#### Requirements:
1. Reproduce the political ideology thread word for word from "As for me, I" up to and including "each issue independently.".
2. In the political ideology thread, what party and ideology does MasterAtArms claim?

#### Source passage:
--------------------------------------------------
View Full Version : Political Ideology
MasterAtArms
12-21-2006, 08:11
Ok, I understand that this question is a personal so please do not answer if you aren't comfortable with it.
Are you Conservative or Liberal and are you Democrat or Republican?
Now I understand that Conservative and Republican are basically the same thing as well as Democrat and Liberal; however, I know someone could be a Liberal Republican or Vica Versa.. Wow that seems like an Oxymoron. lol.
As for me, I am definatly Republican and Conservative.
Thank you
Musubi Dojo
12-21-2006, 08:23
There's been several threads on this already.
David Craik
12-21-2006, 08:52
I am going to be whatever party produces the best candidate (in terms of the issues) that election year. I'm conservative on some things, liberal on others.
I am going to be whatever party produces the best candidate (in terms of the issues) that election year. I'm conservative on some things, liberal on others.
Same here, I don't take a stance on any issue based on a political ideology, I'll consider each issue independently.
If anything I lean towards libertarianism, I don't like to get involved in anyone else's business and I don't like them getting involved in mine.
Cliff Hargrave
12-21-2006, 09:40
I think most people are a little conservative, a little liberal, and somewhere in the middle on many issues. The definitions have changed over the years however and the parties used to contain elements of both.
There is quite a bit of wiggle room between Marxism and Robber Barons, and between debauchery and a life in a monastery, and between anarchy and order.
--------------------------------------------------
#### Data provided:
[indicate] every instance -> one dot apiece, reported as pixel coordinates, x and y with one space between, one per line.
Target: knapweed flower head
--------------------------------------------------
#### Exercise responses:
1.
As for me, I am definatly Republican and Conservative.
Thank you
Musubi Dojo
12-21-2006, 08:23
There's been several threads on this already.
David Craik
12-21-2006, 08:52
I am going to be whatever party produces the best candidate (in terms of the issues) that election year. I'm conservative on some things, liberal on others.
I am going to be whatever party produces the best candidate (in terms of the issues) that election year. I'm conservative on some things, liberal on others.
Same here, I don't take a stance on any issue based on a political ideology, I'll consider each issue independently.

2. Republican and Conservative.